*Given records:*
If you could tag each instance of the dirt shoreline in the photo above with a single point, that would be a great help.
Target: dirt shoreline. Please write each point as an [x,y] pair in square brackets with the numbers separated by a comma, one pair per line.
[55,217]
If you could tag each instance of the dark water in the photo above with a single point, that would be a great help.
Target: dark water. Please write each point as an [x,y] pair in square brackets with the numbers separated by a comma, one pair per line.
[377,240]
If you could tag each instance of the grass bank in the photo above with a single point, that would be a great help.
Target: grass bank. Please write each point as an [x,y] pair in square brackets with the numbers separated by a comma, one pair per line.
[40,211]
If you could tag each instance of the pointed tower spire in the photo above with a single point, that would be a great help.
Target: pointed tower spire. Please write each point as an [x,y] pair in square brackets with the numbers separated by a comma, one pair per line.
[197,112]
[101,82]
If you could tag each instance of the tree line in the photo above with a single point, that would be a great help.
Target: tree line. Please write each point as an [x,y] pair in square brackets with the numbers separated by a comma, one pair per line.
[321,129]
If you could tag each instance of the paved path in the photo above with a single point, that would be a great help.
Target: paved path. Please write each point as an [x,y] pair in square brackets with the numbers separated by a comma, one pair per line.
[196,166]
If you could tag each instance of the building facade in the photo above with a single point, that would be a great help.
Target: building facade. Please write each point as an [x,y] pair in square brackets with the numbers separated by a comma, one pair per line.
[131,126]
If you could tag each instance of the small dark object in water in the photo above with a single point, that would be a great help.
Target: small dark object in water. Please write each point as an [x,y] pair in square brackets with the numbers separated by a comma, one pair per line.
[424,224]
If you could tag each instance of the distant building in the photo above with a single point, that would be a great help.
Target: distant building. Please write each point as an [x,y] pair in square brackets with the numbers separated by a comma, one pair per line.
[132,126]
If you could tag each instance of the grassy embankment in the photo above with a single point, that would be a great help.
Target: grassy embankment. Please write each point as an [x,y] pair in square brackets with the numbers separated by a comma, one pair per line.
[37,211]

*Work instructions:* The lines from the one holding "Target: paved path." to the last line of the entries, both included: retype them exactly and give nothing else.

*Solution to the problem:*
Target: paved path. Please write each point as an [x,y] pair in square brackets with the numbers separated by a comma, one pair per line.
[196,166]
If you could tag each instance of the building facade in the photo above with a single point, that would be a great help.
Target: building facade. Please write each point as an [x,y] pair in square brackets with the numbers separated by a comma, one pair per line.
[131,126]
If you could tag each instance of the small dark object in water in the photo above with a single point, that would be a great help.
Target: small dark object in water. Please write each point as an [x,y] pair in square brackets with the numbers separated by a comma, one pair per line.
[424,224]
If you could tag each instance of the distant building in the photo above with a single point, that would be a great help.
Target: distant building. Please write each point as an [x,y] pair in square brackets with the numbers separated by a comma, one pair per line.
[132,126]
If you could tag each instance of the grassy embankment in the photo above with a single point, that would be a great help.
Target: grassy embankment. Please write each point as an [x,y] pair in square brackets with the numbers separated by a comma, one pair per line.
[37,211]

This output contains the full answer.